From the Stata forum thread below, copy out word for word the passage from "2013/5/23 George Vega" to "mata drop myfun()".

### SOURCE PASSAGE
------------------------------------

Thanks again for the advice! I was able to translate my code into mata
and it worked perfectly. The gains in speed are indeed amazing!

Best regards,
Luis

2013/5/23 George Vega Yon <g.vegayon@gmail.com>:
> Dear Luis,
>
> You can do both, translating part of your program into mata and
> running it in parallel fashion. I recommend you to start by rewriting
> the subloop, it could be something like this (is just an example),
> following the previous example that I sent
>
> ______________ MATA ______________
> cap mata: mata drop myfun()
> mata:
> real colvector myfun(real scalar reps, real colvector y, real colvector z) {
> real scalar i, tsum
> real colvector x
> for(i=1;i<=reps;i++) {
> x = z :+ rnormal(rows(z),1,0,1)
> y = y :+ ((x):^2):/ sum(x)
> }
> return(y)
> }
> end
> ______________ MATA ______________
>
>
> ______________ STATA ______________
> forvalues k=`=id[1]'(1)`=id[_N]'{
>
> gen subs=(id<=`k')   // Define the subsample to be used
> gen Y`k'=0           // gen the intermediate Y`k'
>
> mata: st_store(1::`k', "Y`k'", myfun(\$reps, st_data(1::`k', "Y`k'"),
> st_data(1::`k',"z")))
>
> replace Y`k'=Y`k'/\$reps      // average Y from the 100 simulations
> replace Y= Y + Y`k'
> drop Y`k' subs
> }
> ______________ STATA ______________
>
> Mata is fast, take this for example, two algorithms that generate the
> same thing take quite different times to finish
>
> ____________________________
> timer clear
> // Stata loop + Substata loop
> timer on 1
> forval j = 1/1000 {
> forval i = 1/1000 {
> scalar x = sqrt(exp(1/c(pi))) + sqrt(exp(1/c(pi)))
> }
> }
> timer off 1
>
> // equals 2.3450392
> di x
>
> // Stata loop + mata loop
> timer on 2
> forval j = 1/1000 {
> mata: for(i=1;i<=1000;i++) x = sqrt(exp(1/c("pi"))) + sqrt(exp(1/c("pi")))
> }
> timer off 2
>
> // equals 2.3450392
> mata:x
>
> // In this example, the second version took ~ 1/12 of the time the first did
> . timer list
>    1:      8.32 /        1 =       8.3240
>    2:      0.72 /        1 =       0.7220
> ____________________________
>
> You will save a lot of time!
>
> Best regards,
>
> George Vega Yon
> 7 647 2552
>
>
> 2013/5/23 Nick Cox <njcoxstata@gmail.com>:
>> Thanks for confirmation of mistakes.
>>
>> So, here is an extra comment as you are concerned about cleaning up
>> your code and speeding it up. I can see no reason at all for copying
>> variable -epsilon- to matrix -epsilon- using -mkmat-. You have a
>> variable -epsilon- that should be fine for your purpose. In fact that
>> was I suggested yesterday.
>>
>> If you post revised, complete and correct code you may get further
>> comments, but no definite promises from me.

------------------------------------

### Object position labeling entries
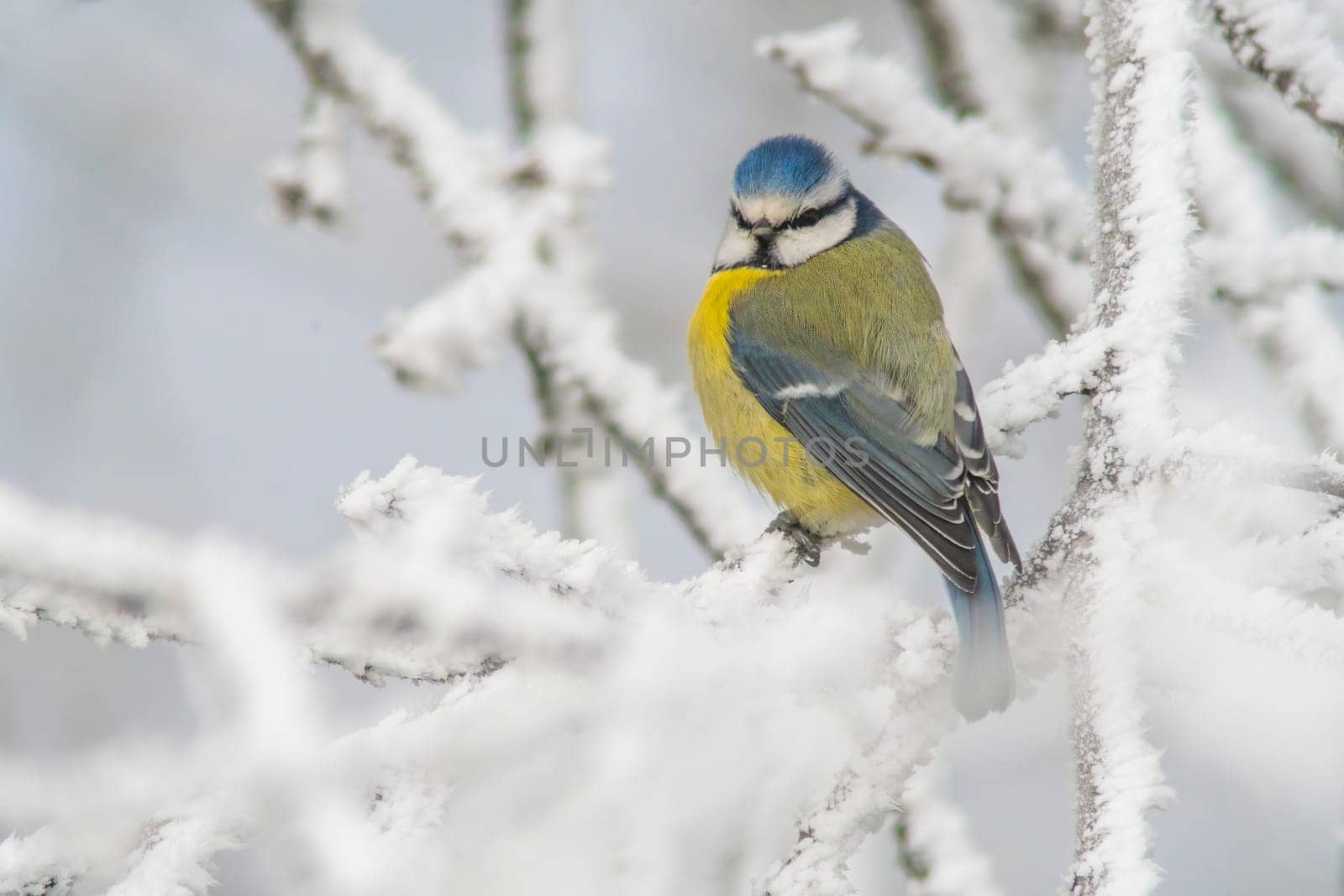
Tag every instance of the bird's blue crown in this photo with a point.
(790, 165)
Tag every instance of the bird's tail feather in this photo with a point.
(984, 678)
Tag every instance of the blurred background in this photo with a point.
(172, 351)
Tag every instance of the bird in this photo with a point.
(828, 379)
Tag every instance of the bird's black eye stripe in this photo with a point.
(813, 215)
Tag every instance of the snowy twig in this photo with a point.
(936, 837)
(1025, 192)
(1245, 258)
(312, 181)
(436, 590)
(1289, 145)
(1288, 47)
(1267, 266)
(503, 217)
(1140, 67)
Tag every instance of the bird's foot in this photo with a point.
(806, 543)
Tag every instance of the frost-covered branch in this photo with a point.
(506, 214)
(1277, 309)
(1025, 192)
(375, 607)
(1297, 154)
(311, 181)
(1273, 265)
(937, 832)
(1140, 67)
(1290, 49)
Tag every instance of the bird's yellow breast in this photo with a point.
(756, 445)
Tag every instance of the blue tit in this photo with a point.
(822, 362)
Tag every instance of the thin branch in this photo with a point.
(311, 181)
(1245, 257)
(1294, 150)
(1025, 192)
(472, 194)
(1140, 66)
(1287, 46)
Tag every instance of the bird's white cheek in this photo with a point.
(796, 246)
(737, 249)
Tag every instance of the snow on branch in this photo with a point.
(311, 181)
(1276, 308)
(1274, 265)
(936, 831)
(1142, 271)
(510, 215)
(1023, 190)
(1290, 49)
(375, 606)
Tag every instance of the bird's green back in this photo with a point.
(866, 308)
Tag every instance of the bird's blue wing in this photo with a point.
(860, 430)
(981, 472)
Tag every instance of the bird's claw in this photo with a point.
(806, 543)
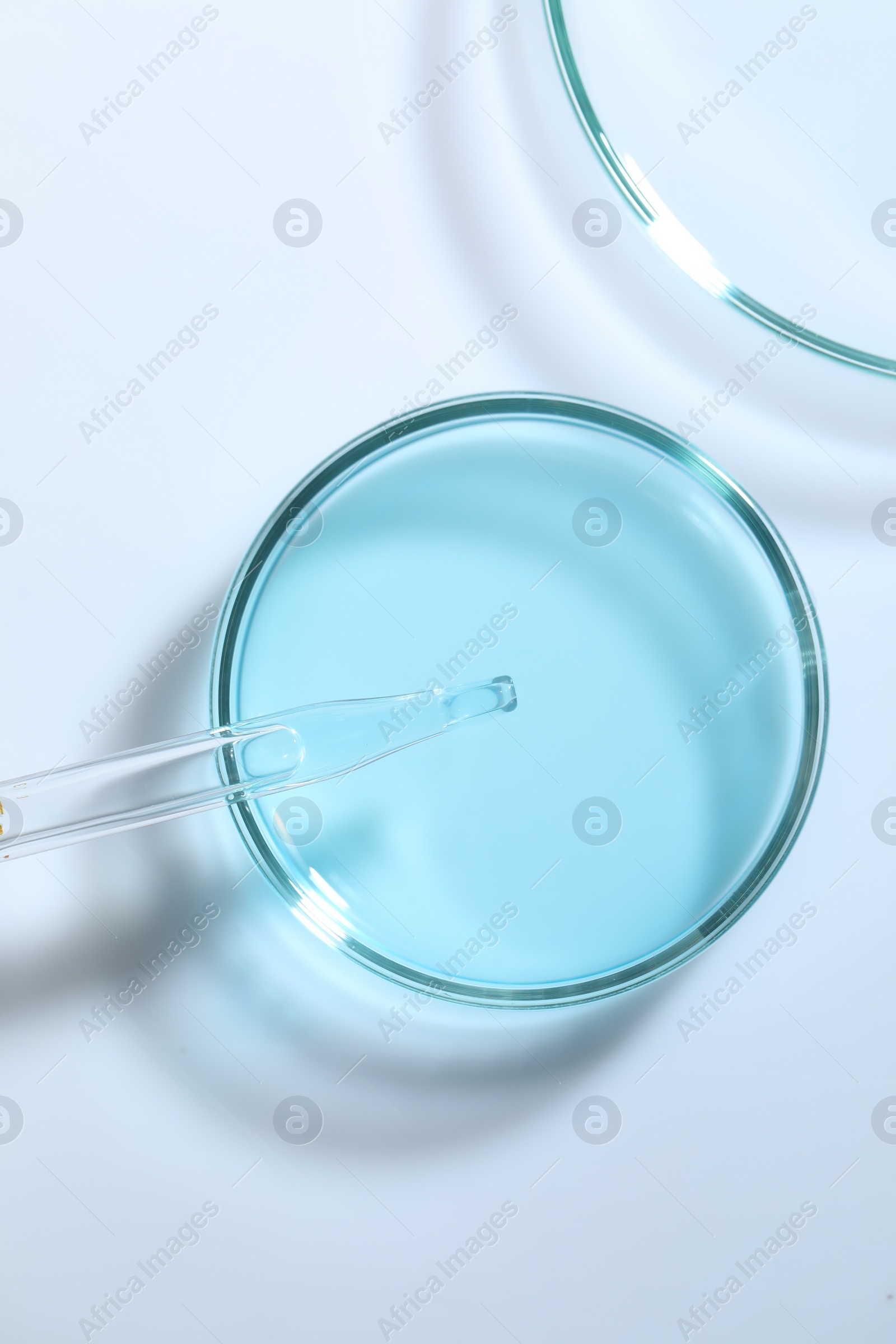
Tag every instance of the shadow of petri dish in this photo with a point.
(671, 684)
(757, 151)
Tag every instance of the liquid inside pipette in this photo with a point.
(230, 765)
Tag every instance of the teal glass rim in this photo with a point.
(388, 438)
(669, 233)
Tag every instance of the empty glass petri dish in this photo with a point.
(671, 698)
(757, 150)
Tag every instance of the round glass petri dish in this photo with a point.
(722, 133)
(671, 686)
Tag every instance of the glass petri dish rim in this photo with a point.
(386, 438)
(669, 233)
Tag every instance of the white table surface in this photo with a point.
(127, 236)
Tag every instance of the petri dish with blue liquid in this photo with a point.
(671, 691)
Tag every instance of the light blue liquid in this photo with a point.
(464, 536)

------------------------------------

### REPLY
2013/5/23 George Vega Yon <g.vegayon@gmail.com>:
> Dear Luis,
>
> You can do both, translating part of your program into mata and
> running it in parallel fashion. I recommend you to start by rewriting
> the subloop, it could be something like this (is just an example),
> following the previous example that I sent
>
> ______________ MATA ______________
> cap mata: mata drop myfun()